### Fragmento del documento
----

What to do?

Por David García-Ramos Gallego, el 15 de enero de 2015

Me decido a publicar aquí la respuesta que dirigí hace unos días a un correo electrónico que me envió una alumna preguntándome mi opinión sobre los atentados de París de la semana anterior. Es una respuesta que comparto con los lectores de este blog con el ánimo de generar un cierto debate sobre dos cuestiones que aquí interesan: lo que algunos llaman la tiranía de la libertad de expresión (en un movimiento pendular que va de la defensa a ultranza de cualquier contenido a la censura más hipócrita) y el imperio del terror que nos conduce a un trato sórdido del que difícilmente parece que podamos escapar. No modifico ni una sola línea.

Buenas tardes, C.:

 

Gracias por el interés y por preguntarme. Te confieso que me pones en un aprieto. Participo en algún blog en el que a veces nos hemos permitido el hablar de estas cosas. Y, a pesar de que el tema encaja perfectamente con nuestros intereses –analizar los vínculos entre lo religioso/sacro y la violencia–, esta vez nos hemos permitido el lujo de no publicar ningún comentario. ¿Por qué? Pues por falta de tiempo para poder analizar la avalancha de información y para no repetir el consabido «Je suis Charlie Hebdo» sin más ni más –que no hubiera sido poco–.

Voy a intentar responder a lo que planteas. Primero voy a intentar estructurar y reformular tus preguntas, para organizar un poco las respuestas. Creo que lo que quieres decir es ¿por qué?, es decir, ¿cómo es posible que pase esto hoy, aquí…? Y, una vez ha pasado, ¿qué hemos de hacer?

A la primera pregunta no basta con decir que son unos desequilibrados. No todo desequilibrado coge un arma y va a pegar tiros a la redacción de un semanario. Hay una situación social, un determinado estado del mundo, de las cosas –es decir, el cómo-va-el-mundo–, que posibilita que esto suceda y que suceda con irritante frecuencia –no es el primer atentado ni, por desgracia, es probable que sea el último–. En este escenario en el que era probable que esto sucediera, han jugado un papel muy importante las ideologías y las religiones. Sobre esto podríamos escribir ríos de tinta, páginas y páginas, sin sacar mucho en claro. Voy a intentar sintetizar cómo veo yo las cosas –si quieres profundizar, la bibliografía es casi infinita–.

----

### Material de partida
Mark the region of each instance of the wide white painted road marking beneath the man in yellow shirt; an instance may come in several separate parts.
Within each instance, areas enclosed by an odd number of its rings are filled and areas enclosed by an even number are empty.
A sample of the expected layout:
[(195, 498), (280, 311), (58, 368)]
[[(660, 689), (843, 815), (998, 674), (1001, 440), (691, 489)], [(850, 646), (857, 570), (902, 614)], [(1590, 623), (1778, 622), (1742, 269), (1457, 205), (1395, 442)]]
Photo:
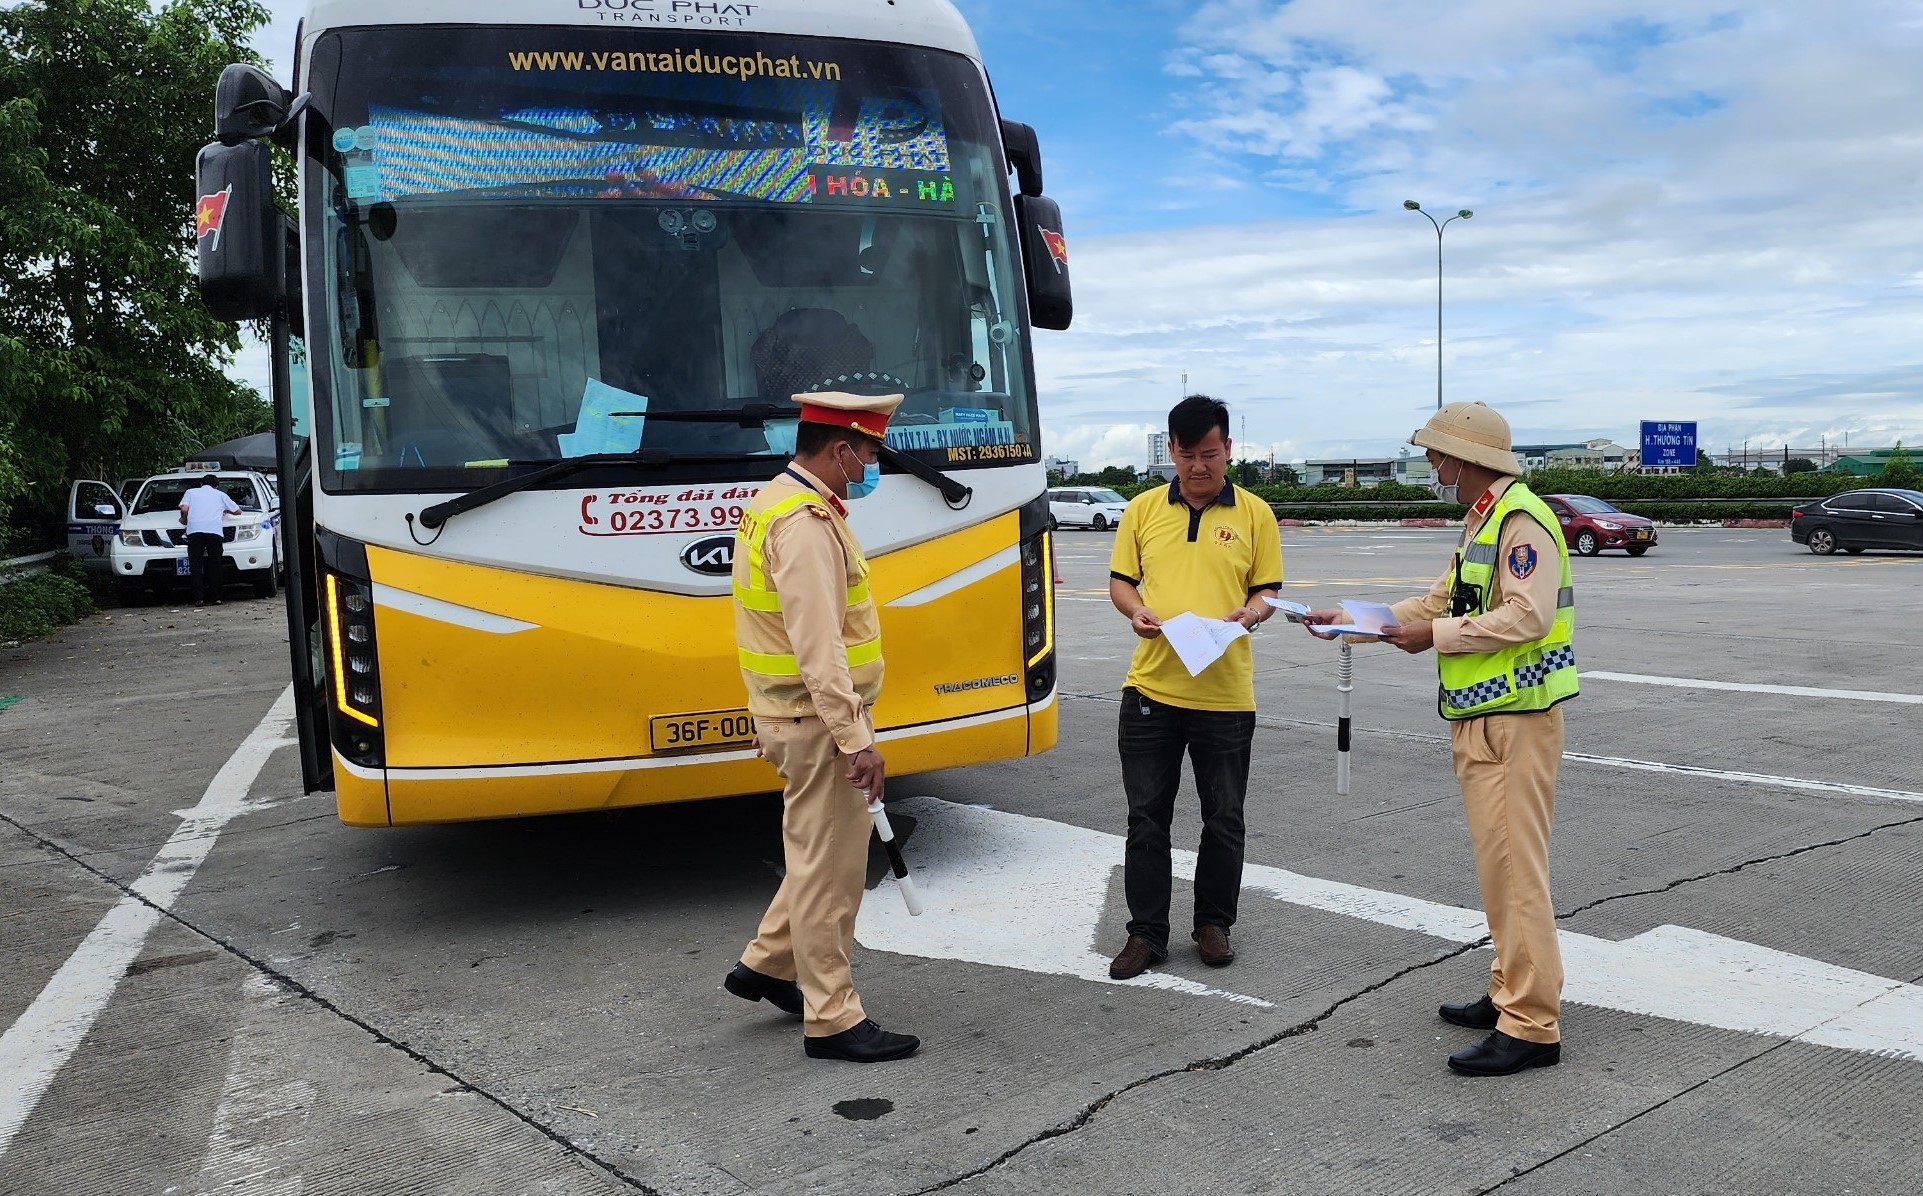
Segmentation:
[[(910, 798), (902, 808), (919, 819), (904, 852), (927, 913), (908, 917), (892, 892), (881, 892), (883, 883), (862, 900), (862, 946), (1269, 1004), (1156, 971), (1108, 979), (1094, 931), (1123, 860), (1119, 835), (935, 798)], [(1175, 875), (1192, 879), (1194, 860), (1194, 852), (1175, 852)], [(1279, 867), (1246, 865), (1242, 886), (1448, 942), (1488, 933), (1477, 909)], [(1571, 1002), (1923, 1061), (1923, 988), (1915, 984), (1686, 927), (1656, 927), (1621, 942), (1571, 931), (1558, 938)]]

----

### Consignas del ejercicio
A - Responde estas preguntas sobre el texto acerca de los atentados de París, cada una en su propia línea:
(i) ¿En qué fecha se publicó?
(ii) ¿Quién envió el correo electrónico que el autor responde?
(iii) ¿Qué frase dice el autor que no quería repetir «sin más ni más»?
B - Convierte en una lista el párrafo del texto sobre los atentados de París que empieza con «A la primera pregunta no basta» y conserva sus datos principales.
C - Prolonga el texto sobre los atentados de París a partir de su última oración.
Las filas son un material aparte, independiente del texto.

### Respuestas por número
A -
(i) El 15 de enero de 2015.
(ii) Una alumna.
(iii) «Je suis Charlie Hebdo».

B -
- No basta con decir que son unos desequilibrados, porque no todo desequilibrado coge un arma y dispara en la redacción de un semanario.
- Una situación social, un determinado estado del mundo, hace posible que esto suceda, y con irritante frecuencia.
- No es el primer atentado y es probable que no sea el último.
- En ese escenario, las ideologías y las religiones han jugado un papel muy importante.
- Sobre esto podrían escribirse páginas y páginas sin sacar mucho en claro.
- El autor intentará sintetizar cómo ve las cosas; para profundizar, la bibliografía es casi infinita.

C -
La religión, entendida en sentido general, funciona como aglutinante social. Como el aglutinante social. El ser humano nace en torno al sacrificio –¿a los dioses?– de un individuo de su misma comunidad. Es más, la comunidad nace durante y tras ese sacrificio. Todas las religiones –te pido un voto de confianza aquí para no hacer demasiado largo esto: créeme cuando digo todas– tienen en sus relatos de origen algo que podría recordar a este sacrificio que vamos a llamar fundacional.

Para que lo entiendas más fácilmente: es como si al matar la víctima sacrificial, al chivo expiatorio, las cosas cobraran sentido, como diciendo: «ok, ahora todo tiene sentido, este o esta tenían la culpa, era necesario matarlos, ahora su sangre nos curará». Como si al realizar el sacrificio todo cobrara sentido. En su desquiciado sentido del mundo, para los terroristas es así. En su muy desquiciado sentido del mundo. Que no es tan distinto del nuestro pensando que sin esta gente estaríamos mejor.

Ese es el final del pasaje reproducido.